▶ [Aufgabenbeschreibung]:
Ersetze in der folgenden Auflistung jedes „outline“ durch „boundary“ und gib die Auflistung sonst unverändert wieder. Lass die Bilder dabei bitte weg.

▶ [Datenauflistung]:
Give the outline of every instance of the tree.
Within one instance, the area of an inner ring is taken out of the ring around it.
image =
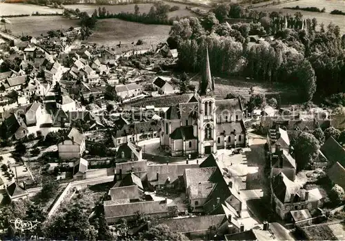
[[[43,184],[40,192],[40,198],[43,201],[48,201],[57,194],[58,189],[59,182],[54,180],[50,180]]]
[[[180,92],[182,93],[186,93],[188,90],[188,85],[189,77],[187,74],[184,72],[179,78],[179,86]]]
[[[337,140],[339,136],[340,136],[340,131],[334,127],[328,127],[324,131],[324,136],[326,140],[331,136],[332,136],[335,140]]]
[[[272,107],[276,107],[278,105],[278,102],[277,101],[277,99],[275,98],[270,98],[268,101],[267,103],[270,105]]]
[[[318,127],[318,128],[316,128],[315,129],[314,129],[313,131],[313,135],[315,137],[315,138],[317,139],[317,140],[319,140],[319,143],[320,144],[322,144],[324,142],[324,134],[320,127]]]
[[[329,193],[329,198],[336,205],[341,205],[345,198],[345,192],[342,187],[335,185]]]
[[[138,6],[137,4],[135,4],[134,6],[134,14],[135,15],[139,15],[139,6]]]
[[[225,18],[228,17],[230,6],[226,3],[218,4],[213,10],[216,18],[222,23]]]
[[[139,240],[188,240],[185,235],[171,231],[166,224],[156,225],[140,235]]]
[[[298,171],[307,169],[317,156],[320,146],[319,141],[311,134],[302,132],[294,145],[297,168]]]
[[[21,140],[19,140],[15,145],[14,152],[18,156],[23,156],[26,152],[26,146]]]
[[[342,131],[338,138],[338,143],[342,146],[345,145],[345,131]]]

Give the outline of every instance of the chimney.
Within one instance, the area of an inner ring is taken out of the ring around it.
[[[295,198],[295,194],[291,193],[290,195],[290,202],[293,203],[293,199]]]
[[[239,225],[239,232],[244,232],[244,225],[243,224],[243,223]]]
[[[229,183],[228,184],[228,187],[229,187],[230,188],[233,188],[233,181],[232,180],[229,181]]]
[[[280,153],[280,144],[275,144],[275,152]]]
[[[267,221],[264,221],[264,230],[268,231],[269,223]]]

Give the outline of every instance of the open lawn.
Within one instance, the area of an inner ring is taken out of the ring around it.
[[[61,16],[30,16],[13,18],[10,21],[12,23],[6,24],[6,28],[11,30],[13,34],[34,36],[46,34],[49,30],[77,27],[80,22],[80,20],[68,19]]]
[[[57,12],[62,13],[63,10],[62,9],[52,8],[34,4],[8,3],[1,3],[1,4],[0,4],[0,14],[1,16],[32,14],[36,12],[40,14],[52,14]]]
[[[168,36],[170,26],[148,25],[128,22],[117,19],[99,20],[88,41],[113,46],[121,43],[137,42],[142,39],[150,45],[164,41]]]
[[[283,9],[285,7],[316,7],[320,9],[326,8],[326,12],[307,12],[302,10],[295,10],[290,9]],[[331,22],[340,27],[342,34],[345,33],[345,17],[344,15],[331,14],[329,12],[335,9],[345,11],[345,1],[344,0],[301,0],[276,6],[270,6],[266,8],[255,8],[258,11],[271,12],[273,11],[282,11],[284,14],[288,13],[293,16],[295,12],[301,12],[304,18],[317,19],[318,24],[324,23],[327,26]]]
[[[186,5],[169,2],[166,2],[166,3],[169,4],[171,7],[174,6],[178,6],[179,7],[179,10],[169,12],[169,18],[175,16],[179,16],[180,17],[186,16],[196,16],[194,13],[186,9]],[[148,13],[148,12],[150,11],[150,8],[152,6],[152,3],[141,3],[137,5],[141,13]],[[81,12],[86,11],[89,14],[92,14],[95,9],[98,10],[99,8],[102,8],[103,7],[105,7],[107,11],[109,11],[109,12],[110,13],[119,13],[121,12],[134,12],[134,6],[135,4],[110,6],[76,4],[68,5],[66,6],[65,8],[70,9],[79,8]]]

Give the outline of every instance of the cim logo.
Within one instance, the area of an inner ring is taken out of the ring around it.
[[[24,230],[32,230],[36,229],[36,227],[38,224],[40,224],[41,222],[37,221],[28,221],[28,220],[22,220],[20,218],[17,218],[15,220],[10,220],[10,223],[14,224],[14,228],[16,229],[20,229],[22,231]]]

▶ [Ergebnis]:
Give the boundary of every instance of the tree.
Within one instance, the area of an inner ring is taken out of the ring around it.
image =
[[[43,184],[40,192],[40,198],[43,201],[48,201],[57,194],[58,189],[59,182],[54,180],[50,180]]]
[[[180,92],[182,93],[186,93],[188,90],[188,85],[189,77],[187,74],[184,72],[179,78],[179,86]]]
[[[337,140],[339,136],[340,136],[340,131],[334,127],[328,127],[324,131],[324,136],[326,140],[331,136],[332,136],[335,140]]]
[[[272,107],[276,107],[278,105],[278,102],[277,101],[277,99],[275,98],[270,98],[268,101],[267,103],[270,105]]]
[[[318,127],[318,128],[316,128],[315,129],[314,129],[313,131],[313,135],[315,137],[315,138],[317,139],[317,140],[319,140],[319,143],[320,144],[322,144],[324,142],[324,134],[320,127]]]
[[[329,193],[329,198],[336,205],[341,205],[345,198],[345,192],[342,187],[335,185]]]
[[[138,6],[137,4],[135,4],[134,6],[134,14],[135,15],[139,15],[139,6]]]
[[[225,18],[228,17],[230,6],[226,3],[218,4],[213,10],[216,18],[222,23]]]
[[[139,240],[188,240],[185,235],[171,231],[166,224],[156,225],[140,235]]]
[[[298,171],[307,169],[317,156],[320,146],[319,141],[311,134],[302,132],[294,145],[297,168]]]
[[[21,140],[19,140],[15,145],[14,152],[18,156],[23,156],[26,152],[26,146]]]
[[[342,131],[338,138],[338,143],[342,146],[345,145],[345,131]]]

Give the boundary of every instance of the chimney.
Within one instance, the area of an inner ring is taken out of the ring around it.
[[[295,198],[295,194],[291,193],[290,195],[290,202],[293,203],[293,199]]]
[[[239,225],[239,232],[244,232],[244,225],[243,224],[243,223]]]
[[[229,183],[228,184],[228,187],[229,187],[230,188],[233,188],[233,181],[232,180],[229,181]]]
[[[280,153],[280,144],[275,144],[275,152]]]
[[[267,221],[264,221],[264,230],[268,231],[269,223]]]

Give the boundary of every instance of the open lawn.
Within one instance, the area of an inner ring is taken out of the ring around it.
[[[61,16],[30,16],[13,18],[10,21],[12,23],[6,24],[6,28],[11,30],[13,34],[34,36],[46,34],[49,30],[77,27],[80,22],[80,20],[68,19]]]
[[[57,12],[62,13],[63,10],[62,9],[52,8],[34,4],[8,3],[1,3],[1,4],[0,4],[0,14],[1,16],[32,14],[36,12],[40,14],[52,14]]]
[[[168,36],[170,26],[148,25],[128,22],[117,19],[99,20],[88,41],[113,46],[121,43],[137,42],[142,39],[150,45],[164,41]]]
[[[283,9],[285,7],[316,7],[320,9],[326,8],[326,12],[307,12],[302,10],[295,10],[290,9]],[[331,22],[340,27],[342,34],[345,33],[345,17],[344,15],[331,14],[329,12],[335,9],[345,11],[345,1],[344,0],[301,0],[276,6],[270,6],[266,8],[255,8],[258,11],[271,12],[273,11],[282,11],[284,14],[288,13],[293,16],[295,12],[301,12],[304,18],[317,19],[318,24],[324,23],[327,26]]]
[[[186,5],[169,2],[166,2],[166,3],[169,4],[171,7],[174,6],[178,6],[179,7],[179,10],[169,12],[169,18],[175,16],[179,16],[180,17],[186,16],[196,16],[194,13],[186,9]],[[148,13],[148,12],[150,11],[150,8],[152,6],[152,3],[141,3],[137,5],[141,13]],[[81,12],[86,11],[89,14],[92,14],[95,9],[98,10],[99,8],[102,8],[103,7],[105,7],[107,11],[109,11],[109,12],[110,13],[119,13],[121,12],[134,12],[134,6],[135,4],[110,6],[76,4],[68,5],[66,6],[65,8],[70,9],[79,8]]]

Give the boundary of every instance of the cim logo.
Within one instance, the area of an inner ring is taken out of the ring around it.
[[[24,230],[32,230],[36,229],[36,227],[38,224],[40,224],[41,222],[37,221],[28,221],[28,220],[22,220],[20,218],[17,218],[15,220],[10,220],[10,223],[14,224],[14,228],[16,229],[20,229],[22,231]]]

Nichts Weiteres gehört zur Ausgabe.